# Library nehmen oder selber programmieren?



## OnDemand (18. Mrz 2017)

hallo zusammen,

hatte grad in einer Facebook Gruppe eine Dikussion mitgelesen. Es ging darum, eine csv/txt Datei bzw. deren Aufbau zu prüfen. 

Um zu wissen wie die erste Zeile der csv aufgebaut ist, brauch ich ein paar Zeilen Code und hab das Ergebnis. Fast alle Antworten gingen aber dahin, man muss doch eine Libary suchen weil einfacher... das bezweifeln ich aber sehr, da ich schnell einen bufferedreader schreibe, die erste Zeile lese und gut, während ich erstmal eine geeignete Libary suchen muss und mich da erstmal einlesen muss.

Was sagt ihr zu dem Thema? Es ging sogar soweit dass man scheinbar schlecht programmiert wenn man keine Library nutzt

Ab wann findet ihr macht eine Library Sinn? Für mich nur wenn sie wirklich etwas vereinfacht wie zB eine ftp Library die sehr einfach zu bedienen ist


----------



## mrBrown (18. Mrz 2017)

NicoDeluxe hat gesagt.:


> Ab wann findet ihr macht eine Library Sinn?


Dann, wenn die Library weniger Arbeit (=einbinden, testen, warten, etc) als selber schreiben macht.


----------



## Times (23. Mrz 2017)

Nun bei mir ist es so das ich immer möglichst viel selber machen möchte.

Natürlich steckt dementsprechend mehr Aufwand dahinter und es wird seine Zeit dauern bis du dort angelangt bist wo jetztige Bibliotheken bereits sind, aber.. 

Irgendwann kommst du !vielleicht! an den Punkt wo die Library irgendetwas nicht mehr macht wie sie soll, dir weitere Funktionalitäten fehlen (das passiert mir häufig) oder das die Entwicklung eingestellt wird und du dich nach etwas neuem umsehen musst, wobei letzteres eher selten vorkommt da vieles weiterhin komptaibel bleibt.. aber kommt halt nichts neues mehr :O

Nun es gibt immernoch die Möglichkeit die in der Library verwendeten Klassen zu überschreiben und diese so weiterzuführen.. aber das ist auch nicht immer gewünscht, da es das ganze nur komplizierter macht.

== == ==

▸ **AUFGABEN**
a) Beantworte anhand der Forumsdiskussion:
(i) Wo hat OnDemand die Diskussion über das Prüfen einer csv/txt-Datei mitgelesen?
(ii) Wann macht eine Library laut mrBrown Sinn?
(iii) Welches Beispiel nennt OnDemand für eine Library, die wirklich etwas vereinfacht?
b) Entnimm der Forumsdiskussion wörtlich den Abschnitt, der bei „hatte grad in“ beginnt und bei „erstmal einlesen muss.“ endet.

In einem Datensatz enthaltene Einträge
== == ==

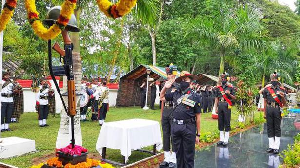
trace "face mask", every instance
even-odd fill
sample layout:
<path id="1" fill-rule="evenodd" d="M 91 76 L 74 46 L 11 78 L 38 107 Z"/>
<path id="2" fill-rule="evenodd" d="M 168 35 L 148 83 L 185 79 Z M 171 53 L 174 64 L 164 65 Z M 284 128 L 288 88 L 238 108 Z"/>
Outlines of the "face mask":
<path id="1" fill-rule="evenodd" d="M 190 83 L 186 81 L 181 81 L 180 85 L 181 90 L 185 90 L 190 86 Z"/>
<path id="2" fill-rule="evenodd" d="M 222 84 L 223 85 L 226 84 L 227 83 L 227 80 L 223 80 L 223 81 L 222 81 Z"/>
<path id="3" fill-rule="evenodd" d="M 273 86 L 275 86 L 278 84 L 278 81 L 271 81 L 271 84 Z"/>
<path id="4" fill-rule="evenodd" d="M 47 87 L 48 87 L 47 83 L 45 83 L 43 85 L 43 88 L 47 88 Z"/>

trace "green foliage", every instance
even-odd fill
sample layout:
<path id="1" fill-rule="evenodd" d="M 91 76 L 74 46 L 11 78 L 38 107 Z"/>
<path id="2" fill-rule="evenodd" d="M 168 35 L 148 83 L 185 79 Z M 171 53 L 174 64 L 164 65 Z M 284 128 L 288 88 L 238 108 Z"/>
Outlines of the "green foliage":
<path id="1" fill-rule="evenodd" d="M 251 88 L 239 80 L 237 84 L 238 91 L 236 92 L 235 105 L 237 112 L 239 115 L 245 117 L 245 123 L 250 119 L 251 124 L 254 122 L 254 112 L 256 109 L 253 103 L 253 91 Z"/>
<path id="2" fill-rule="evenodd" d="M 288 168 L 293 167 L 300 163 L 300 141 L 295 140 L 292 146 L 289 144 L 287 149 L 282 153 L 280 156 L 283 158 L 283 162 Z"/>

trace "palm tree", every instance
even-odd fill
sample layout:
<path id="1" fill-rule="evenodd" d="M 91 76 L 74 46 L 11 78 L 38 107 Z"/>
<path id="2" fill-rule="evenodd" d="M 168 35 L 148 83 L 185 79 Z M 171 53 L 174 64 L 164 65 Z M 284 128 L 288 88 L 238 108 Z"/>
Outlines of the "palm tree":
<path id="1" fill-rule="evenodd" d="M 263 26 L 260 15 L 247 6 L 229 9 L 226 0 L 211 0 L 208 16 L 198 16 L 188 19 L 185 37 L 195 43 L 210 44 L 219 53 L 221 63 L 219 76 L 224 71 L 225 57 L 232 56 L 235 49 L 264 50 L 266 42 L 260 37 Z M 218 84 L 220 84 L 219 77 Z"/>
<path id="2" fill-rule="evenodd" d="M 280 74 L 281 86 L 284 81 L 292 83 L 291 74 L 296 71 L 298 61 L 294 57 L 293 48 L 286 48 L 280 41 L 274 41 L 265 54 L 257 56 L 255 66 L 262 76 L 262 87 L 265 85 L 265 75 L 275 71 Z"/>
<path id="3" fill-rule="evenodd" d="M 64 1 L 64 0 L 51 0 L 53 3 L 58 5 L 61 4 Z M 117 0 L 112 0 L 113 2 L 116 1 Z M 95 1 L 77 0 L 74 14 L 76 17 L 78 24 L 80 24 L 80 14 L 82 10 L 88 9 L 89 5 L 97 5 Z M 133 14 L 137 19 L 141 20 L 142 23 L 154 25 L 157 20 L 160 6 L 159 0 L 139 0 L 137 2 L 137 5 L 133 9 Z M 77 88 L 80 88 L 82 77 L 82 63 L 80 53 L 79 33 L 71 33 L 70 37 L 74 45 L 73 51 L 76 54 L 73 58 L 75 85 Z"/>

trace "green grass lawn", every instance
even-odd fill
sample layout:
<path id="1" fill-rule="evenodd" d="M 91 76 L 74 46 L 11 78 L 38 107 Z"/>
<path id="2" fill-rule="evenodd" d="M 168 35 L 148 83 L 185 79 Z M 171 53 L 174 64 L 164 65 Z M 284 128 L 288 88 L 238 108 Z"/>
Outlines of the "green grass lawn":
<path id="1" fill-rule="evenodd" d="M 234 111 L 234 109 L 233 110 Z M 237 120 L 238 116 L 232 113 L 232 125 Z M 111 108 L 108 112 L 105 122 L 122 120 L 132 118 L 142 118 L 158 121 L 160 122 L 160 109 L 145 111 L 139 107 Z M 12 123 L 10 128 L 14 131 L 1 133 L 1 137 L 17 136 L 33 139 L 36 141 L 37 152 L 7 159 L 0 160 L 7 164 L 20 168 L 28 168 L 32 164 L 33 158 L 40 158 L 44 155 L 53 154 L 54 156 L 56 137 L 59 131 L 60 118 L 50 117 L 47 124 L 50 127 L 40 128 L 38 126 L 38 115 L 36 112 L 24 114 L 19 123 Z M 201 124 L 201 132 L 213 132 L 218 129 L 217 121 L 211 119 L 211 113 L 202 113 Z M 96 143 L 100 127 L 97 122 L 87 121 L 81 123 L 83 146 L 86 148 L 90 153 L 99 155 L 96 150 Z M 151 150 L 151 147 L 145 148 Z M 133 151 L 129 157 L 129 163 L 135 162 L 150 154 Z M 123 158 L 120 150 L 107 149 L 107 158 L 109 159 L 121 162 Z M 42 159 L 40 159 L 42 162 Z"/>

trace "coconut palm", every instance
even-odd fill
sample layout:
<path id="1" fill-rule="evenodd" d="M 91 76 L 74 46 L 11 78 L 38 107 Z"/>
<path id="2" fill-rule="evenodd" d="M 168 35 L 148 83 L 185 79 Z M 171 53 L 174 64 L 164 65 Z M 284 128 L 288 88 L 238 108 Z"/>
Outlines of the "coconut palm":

== == ==

▸ **LÖSUNGEN JE AUFGABE**
a)
(i) In einer Facebook-Gruppe.
(ii) Wenn die Library weniger Arbeit (einbinden, testen, warten usw.) macht als das Selberschreiben.
(iii) Eine ftp-Library, die sehr einfach zu bedienen ist.

b)
hatte grad in einer Facebook Gruppe eine Dikussion mitgelesen. Es ging darum, eine csv/txt Datei bzw. deren Aufbau zu prüfen. 

Um zu wissen wie die erste Zeile der csv aufgebaut ist, brauch ich ein paar Zeilen Code und hab das Ergebnis. Fast alle Antworten gingen aber dahin, man muss doch eine Libary suchen weil einfacher... das bezweifeln ich aber sehr, da ich schnell einen bufferedreader schreibe, die erste Zeile lese und gut, während ich erstmal eine geeignete Libary suchen muss und mich da erstmal einlesen muss.